#### BLOQUE DE TEXTO:
══════════════════════════════
¿La gota que derrama el vaso?

Policías detienen a manifestantes contra el gobierno de Bedolla en Morelia, tras el asesinato de Carlos Manzo. Foto: Asaid Castro

 

Economista por la UAZ y columnista de La Cueva del Lobo

 

«Que los que esperan no cuenten las horas, que los que matan se mueran de miedo»

Noches de Boda (Fragmento),  Joaquín Sabina

 


Algo se rompe en la paciencia de una nación cuando se asesina a personas que luchan por la justicia, en medio de la indolencia institucional. México arrastra una ominosa historia de muertes violentas contra defensores de derechos humanos. Según el Business & Human Rights Resource Centre, en 2024 fueron asesinadas alrededor de 179 personas por defender el territorio y los derechos civiles.

Si bien el asesinato de defensores de derechos humanos no es un fenómeno nuevo, desde 2006 cambió la dinámica con la incursión más abierta del crimen organizado en una nueva modalidad de sometimiento social, donde la violencia es una constante.  Michoacán es uno de los estados con más registros de homicidios que involucran narco y gobierno en la última década, junto con Oaxaca, Guerrero y Chiapas.
══════════════════════════════
#### DATOS MOSTRADOS:
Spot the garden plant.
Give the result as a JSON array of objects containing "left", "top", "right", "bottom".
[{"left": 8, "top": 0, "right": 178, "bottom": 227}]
══════════════════════════════
#### INSTRUCCIONES:
1. Traduce al inglés esta oración del bloque de texto: «Algo se rompe en la paciencia de una nación cuando se asesina a personas que luchan por la justicia, en medio de la indolencia institucional.»
2. Prosigue el bloque de texto sobre los asesinatos de defensores de derechos humanos en México a partir de su última oración.

#### RESPUESTAS POR TAREA:
1. Something breaks in a nation's patience when people who fight for justice are murdered amid institutional indifference.

2.
En 2020, el activista Homero Gómez, defensor del bosque de la mariposa monarca, fue privado de la libertad en un evento público y posteriormente encontrado muerto en un pozo. Las sospechas sobre la autoría intelectual recayeron en autoridades vinculadas al crimen.  Ese hecho, fue una muestra de que mutó el modelo establecido del crimen organizado que diversificó sus actividades. En el caso del finado defensor de la mariposa, la pugna se originó en su resistencia contra la deforestación del bosque con el objetivo de sustiur con sembradíos de aguacate. Lo peor es que hasta hoy, ese homicidio sigue impune.

En los últimos días, dos asesinatos con un mismo tronco común —denunciar actividades del crimen organizado y sus nexos con el poder— sacudieron al país. El primero ocurrió hace dos semanas en Apatzingán. El líder limonero Bernardo Bravo denunciaba la extorsión y el coyotaje que sufren los productores del cítrico en la región y fue ultimado. El 20 de octubre fue encontrado con signos de tortura en una carretera.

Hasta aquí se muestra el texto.